• _Task brief_
Render the rows from the very first line through the line containing "[[[97,64],[96,72],[98,73],[106,73],[106,65]]]", both ends included, as a JSON list of strings with one string per line and any blank lines omitted.

-- BEGIN Records to process --

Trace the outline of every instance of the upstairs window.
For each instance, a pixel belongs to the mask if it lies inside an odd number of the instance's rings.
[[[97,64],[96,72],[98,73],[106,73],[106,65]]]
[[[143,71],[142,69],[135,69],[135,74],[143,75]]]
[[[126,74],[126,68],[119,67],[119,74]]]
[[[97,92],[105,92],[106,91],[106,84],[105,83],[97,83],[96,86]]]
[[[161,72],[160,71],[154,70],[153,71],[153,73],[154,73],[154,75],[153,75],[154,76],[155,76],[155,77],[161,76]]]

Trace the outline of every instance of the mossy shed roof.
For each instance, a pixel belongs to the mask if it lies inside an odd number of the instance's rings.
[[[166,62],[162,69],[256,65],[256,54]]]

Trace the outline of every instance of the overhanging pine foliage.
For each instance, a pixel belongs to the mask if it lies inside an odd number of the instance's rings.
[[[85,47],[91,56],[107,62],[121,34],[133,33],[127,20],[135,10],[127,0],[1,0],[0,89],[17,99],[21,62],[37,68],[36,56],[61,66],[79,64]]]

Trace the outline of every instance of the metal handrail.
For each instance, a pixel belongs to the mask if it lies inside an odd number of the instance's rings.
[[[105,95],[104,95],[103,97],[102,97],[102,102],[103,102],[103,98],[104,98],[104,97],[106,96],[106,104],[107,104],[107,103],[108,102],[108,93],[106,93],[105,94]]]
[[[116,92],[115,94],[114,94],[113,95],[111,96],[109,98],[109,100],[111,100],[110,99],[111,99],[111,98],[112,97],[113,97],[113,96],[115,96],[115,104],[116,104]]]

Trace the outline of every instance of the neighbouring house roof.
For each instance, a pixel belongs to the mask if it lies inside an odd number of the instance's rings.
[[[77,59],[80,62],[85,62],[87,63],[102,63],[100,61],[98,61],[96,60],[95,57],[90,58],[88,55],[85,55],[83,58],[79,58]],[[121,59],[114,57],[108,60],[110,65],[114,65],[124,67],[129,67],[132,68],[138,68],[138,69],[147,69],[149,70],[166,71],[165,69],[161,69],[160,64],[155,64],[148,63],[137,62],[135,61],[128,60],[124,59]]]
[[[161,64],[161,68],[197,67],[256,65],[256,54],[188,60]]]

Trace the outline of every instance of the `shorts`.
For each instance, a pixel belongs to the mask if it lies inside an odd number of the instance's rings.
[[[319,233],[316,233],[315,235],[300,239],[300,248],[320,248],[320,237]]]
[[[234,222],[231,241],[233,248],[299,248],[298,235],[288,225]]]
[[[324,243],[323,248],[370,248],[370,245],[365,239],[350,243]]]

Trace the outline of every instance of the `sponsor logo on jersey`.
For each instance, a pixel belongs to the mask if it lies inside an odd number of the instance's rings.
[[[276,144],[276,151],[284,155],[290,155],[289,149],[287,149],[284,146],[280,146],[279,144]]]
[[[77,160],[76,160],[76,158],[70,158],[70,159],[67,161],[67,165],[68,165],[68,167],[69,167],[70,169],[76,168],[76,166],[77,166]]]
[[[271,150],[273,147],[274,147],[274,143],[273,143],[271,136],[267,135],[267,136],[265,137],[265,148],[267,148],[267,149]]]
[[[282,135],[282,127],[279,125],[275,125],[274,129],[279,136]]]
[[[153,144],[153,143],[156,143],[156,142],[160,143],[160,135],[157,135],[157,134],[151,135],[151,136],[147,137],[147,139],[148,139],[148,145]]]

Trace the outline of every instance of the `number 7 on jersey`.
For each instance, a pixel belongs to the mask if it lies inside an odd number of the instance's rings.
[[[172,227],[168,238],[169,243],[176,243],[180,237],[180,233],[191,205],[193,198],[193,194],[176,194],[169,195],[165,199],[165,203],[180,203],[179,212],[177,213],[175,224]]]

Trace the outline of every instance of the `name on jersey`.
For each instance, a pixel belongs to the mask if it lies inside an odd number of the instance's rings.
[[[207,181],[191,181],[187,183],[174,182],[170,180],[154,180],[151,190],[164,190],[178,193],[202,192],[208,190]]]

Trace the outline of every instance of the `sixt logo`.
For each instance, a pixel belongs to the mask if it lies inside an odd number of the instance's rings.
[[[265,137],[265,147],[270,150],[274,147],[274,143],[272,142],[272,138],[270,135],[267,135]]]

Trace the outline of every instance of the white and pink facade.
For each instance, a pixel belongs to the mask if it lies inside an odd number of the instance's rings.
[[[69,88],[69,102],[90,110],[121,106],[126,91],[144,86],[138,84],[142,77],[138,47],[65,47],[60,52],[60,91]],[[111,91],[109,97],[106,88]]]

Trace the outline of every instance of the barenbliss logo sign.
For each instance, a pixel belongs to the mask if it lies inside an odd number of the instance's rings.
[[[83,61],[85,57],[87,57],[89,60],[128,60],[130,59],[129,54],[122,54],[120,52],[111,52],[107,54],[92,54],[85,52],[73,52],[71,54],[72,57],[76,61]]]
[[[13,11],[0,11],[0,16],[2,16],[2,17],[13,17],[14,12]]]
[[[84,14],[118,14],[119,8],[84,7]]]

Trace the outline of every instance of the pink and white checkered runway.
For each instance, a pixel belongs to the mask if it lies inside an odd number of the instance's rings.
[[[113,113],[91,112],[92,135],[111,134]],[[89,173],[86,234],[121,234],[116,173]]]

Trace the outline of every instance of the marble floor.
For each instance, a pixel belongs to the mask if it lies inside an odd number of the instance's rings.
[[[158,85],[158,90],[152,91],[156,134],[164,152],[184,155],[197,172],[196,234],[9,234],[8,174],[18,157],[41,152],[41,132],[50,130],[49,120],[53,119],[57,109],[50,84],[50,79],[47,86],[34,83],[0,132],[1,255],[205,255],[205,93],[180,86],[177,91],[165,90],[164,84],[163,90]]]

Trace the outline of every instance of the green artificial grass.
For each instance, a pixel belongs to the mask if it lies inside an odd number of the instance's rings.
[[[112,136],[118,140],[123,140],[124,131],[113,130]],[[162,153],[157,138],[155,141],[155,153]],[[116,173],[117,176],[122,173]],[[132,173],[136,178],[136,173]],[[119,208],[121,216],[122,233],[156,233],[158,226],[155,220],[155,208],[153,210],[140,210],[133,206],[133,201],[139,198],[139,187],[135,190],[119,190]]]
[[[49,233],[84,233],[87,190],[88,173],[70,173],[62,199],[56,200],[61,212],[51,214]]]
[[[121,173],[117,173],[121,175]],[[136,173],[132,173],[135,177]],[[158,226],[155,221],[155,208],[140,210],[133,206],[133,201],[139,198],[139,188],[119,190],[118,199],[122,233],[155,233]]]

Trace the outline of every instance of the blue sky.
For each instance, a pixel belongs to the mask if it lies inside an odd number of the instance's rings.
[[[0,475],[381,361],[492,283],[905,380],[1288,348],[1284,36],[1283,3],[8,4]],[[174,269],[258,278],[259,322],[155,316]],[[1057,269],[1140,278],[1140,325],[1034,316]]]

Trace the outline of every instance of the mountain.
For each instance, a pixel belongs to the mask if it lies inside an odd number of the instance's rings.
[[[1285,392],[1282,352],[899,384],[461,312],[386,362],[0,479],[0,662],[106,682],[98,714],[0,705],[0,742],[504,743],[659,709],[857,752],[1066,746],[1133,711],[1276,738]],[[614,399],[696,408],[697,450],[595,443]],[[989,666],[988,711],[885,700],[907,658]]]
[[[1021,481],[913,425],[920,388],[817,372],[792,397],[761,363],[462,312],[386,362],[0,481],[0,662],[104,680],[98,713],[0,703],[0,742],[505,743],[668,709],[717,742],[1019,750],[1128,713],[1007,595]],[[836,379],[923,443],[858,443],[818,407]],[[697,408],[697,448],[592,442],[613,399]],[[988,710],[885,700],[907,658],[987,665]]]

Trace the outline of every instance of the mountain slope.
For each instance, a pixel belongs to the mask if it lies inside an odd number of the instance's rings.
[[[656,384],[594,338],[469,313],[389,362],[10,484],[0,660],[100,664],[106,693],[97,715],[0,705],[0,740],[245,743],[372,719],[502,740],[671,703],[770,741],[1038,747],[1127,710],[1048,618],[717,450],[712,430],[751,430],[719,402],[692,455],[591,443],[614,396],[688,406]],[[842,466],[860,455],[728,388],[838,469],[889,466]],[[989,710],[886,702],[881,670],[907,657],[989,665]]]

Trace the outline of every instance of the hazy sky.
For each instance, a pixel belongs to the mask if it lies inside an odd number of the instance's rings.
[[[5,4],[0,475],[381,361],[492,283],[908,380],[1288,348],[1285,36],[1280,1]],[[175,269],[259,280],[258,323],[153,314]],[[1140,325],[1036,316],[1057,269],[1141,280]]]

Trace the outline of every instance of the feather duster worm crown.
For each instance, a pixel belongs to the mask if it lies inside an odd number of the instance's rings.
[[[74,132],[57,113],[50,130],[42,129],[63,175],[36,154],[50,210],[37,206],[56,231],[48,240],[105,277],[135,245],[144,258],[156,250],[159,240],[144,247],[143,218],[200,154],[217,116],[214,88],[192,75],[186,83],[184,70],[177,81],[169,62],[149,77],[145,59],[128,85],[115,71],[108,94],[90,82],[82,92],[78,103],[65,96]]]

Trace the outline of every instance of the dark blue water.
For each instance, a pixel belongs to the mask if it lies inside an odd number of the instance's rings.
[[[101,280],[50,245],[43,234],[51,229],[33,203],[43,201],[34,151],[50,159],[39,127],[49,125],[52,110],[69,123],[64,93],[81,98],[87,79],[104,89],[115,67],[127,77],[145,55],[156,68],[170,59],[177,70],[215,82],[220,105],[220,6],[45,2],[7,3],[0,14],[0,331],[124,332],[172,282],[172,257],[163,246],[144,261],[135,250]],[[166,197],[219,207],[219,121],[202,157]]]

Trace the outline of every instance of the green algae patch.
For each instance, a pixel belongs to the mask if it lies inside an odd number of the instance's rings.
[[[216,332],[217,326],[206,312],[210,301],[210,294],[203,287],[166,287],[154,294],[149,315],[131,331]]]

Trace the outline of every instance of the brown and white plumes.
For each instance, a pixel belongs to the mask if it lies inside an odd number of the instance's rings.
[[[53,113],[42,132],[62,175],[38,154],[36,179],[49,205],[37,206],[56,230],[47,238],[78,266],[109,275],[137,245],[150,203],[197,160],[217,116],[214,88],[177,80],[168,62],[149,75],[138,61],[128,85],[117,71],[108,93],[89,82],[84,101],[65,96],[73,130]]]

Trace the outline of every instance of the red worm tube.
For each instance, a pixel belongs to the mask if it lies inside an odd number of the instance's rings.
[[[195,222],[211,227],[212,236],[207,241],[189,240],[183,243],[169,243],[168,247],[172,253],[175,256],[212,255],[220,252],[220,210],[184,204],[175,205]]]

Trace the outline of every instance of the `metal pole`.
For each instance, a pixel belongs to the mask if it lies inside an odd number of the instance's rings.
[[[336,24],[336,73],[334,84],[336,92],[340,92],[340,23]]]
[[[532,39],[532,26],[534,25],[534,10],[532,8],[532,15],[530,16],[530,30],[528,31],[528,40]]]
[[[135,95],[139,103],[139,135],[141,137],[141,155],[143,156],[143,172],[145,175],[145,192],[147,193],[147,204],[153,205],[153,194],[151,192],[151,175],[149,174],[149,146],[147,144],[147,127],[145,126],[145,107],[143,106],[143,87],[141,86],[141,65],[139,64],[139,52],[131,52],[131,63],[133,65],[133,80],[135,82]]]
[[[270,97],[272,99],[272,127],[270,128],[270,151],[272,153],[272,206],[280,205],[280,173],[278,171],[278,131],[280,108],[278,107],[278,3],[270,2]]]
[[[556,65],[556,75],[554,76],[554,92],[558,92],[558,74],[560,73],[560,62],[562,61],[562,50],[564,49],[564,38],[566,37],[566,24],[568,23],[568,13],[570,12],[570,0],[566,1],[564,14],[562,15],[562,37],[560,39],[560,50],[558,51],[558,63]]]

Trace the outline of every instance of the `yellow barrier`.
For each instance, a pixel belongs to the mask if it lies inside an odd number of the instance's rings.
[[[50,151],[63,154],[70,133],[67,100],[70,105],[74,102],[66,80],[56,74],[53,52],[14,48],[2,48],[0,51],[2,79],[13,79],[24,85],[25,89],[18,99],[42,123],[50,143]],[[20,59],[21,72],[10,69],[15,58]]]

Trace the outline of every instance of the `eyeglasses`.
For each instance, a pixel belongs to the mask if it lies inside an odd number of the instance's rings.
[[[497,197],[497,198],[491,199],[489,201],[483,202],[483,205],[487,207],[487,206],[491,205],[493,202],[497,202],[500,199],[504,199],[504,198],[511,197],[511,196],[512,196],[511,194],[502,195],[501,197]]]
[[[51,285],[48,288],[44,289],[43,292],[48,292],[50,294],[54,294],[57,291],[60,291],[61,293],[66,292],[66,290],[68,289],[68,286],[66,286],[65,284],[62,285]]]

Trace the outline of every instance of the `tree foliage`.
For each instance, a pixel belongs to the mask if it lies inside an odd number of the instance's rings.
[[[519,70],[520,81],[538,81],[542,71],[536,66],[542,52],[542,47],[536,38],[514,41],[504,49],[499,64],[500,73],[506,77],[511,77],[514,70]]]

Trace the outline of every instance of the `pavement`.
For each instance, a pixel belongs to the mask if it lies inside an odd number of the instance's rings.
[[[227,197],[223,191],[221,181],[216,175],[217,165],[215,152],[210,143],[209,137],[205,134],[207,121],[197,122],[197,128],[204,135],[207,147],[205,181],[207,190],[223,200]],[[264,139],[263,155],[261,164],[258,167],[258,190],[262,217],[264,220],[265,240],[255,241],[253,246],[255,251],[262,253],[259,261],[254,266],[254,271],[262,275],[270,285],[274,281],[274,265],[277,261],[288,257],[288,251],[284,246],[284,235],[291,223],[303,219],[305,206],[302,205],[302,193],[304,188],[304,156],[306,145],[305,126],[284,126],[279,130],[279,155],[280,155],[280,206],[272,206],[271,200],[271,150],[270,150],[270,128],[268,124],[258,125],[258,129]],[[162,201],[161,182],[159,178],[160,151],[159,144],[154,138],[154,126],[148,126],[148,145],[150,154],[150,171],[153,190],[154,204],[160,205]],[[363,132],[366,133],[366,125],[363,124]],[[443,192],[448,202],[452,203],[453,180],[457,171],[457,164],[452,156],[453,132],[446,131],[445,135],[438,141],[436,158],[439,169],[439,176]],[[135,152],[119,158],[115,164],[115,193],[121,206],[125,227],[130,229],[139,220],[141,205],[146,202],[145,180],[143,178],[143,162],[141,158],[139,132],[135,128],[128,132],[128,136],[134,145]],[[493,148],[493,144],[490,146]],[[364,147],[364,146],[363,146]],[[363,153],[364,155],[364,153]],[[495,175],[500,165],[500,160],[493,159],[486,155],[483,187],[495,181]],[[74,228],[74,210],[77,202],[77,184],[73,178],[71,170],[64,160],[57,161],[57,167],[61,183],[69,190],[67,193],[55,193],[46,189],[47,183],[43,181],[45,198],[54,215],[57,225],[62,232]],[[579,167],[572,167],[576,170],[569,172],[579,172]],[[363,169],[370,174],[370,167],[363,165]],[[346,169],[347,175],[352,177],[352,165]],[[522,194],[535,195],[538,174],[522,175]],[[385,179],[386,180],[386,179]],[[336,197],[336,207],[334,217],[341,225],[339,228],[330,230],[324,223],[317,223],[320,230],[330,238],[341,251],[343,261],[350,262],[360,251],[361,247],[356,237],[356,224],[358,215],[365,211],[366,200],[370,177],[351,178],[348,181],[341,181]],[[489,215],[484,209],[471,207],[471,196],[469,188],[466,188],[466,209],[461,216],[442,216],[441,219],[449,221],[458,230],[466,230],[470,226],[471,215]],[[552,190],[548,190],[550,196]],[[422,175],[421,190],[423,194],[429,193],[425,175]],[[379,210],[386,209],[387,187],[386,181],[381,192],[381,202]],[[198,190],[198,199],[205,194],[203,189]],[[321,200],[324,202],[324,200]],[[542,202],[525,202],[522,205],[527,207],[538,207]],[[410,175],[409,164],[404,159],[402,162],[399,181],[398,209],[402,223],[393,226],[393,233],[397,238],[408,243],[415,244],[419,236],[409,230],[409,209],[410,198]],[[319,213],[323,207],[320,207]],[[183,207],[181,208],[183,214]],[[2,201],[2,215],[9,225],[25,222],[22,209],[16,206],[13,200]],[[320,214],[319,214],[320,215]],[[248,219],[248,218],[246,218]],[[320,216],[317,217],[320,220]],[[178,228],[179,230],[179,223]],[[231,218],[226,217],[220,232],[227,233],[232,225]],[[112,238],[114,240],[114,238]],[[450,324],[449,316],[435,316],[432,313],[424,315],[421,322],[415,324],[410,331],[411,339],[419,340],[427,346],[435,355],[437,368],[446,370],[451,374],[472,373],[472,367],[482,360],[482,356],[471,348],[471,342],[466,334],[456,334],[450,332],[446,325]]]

-- END Records to process --

• _Solution_
[
  "Trace the outline of every instance of the upstairs window.",
  "For each instance, a pixel belongs to the mask if it lies inside an odd number of the instance's rings.",
  "[[[97,64],[96,72],[98,73],[106,73],[106,65]]]"
]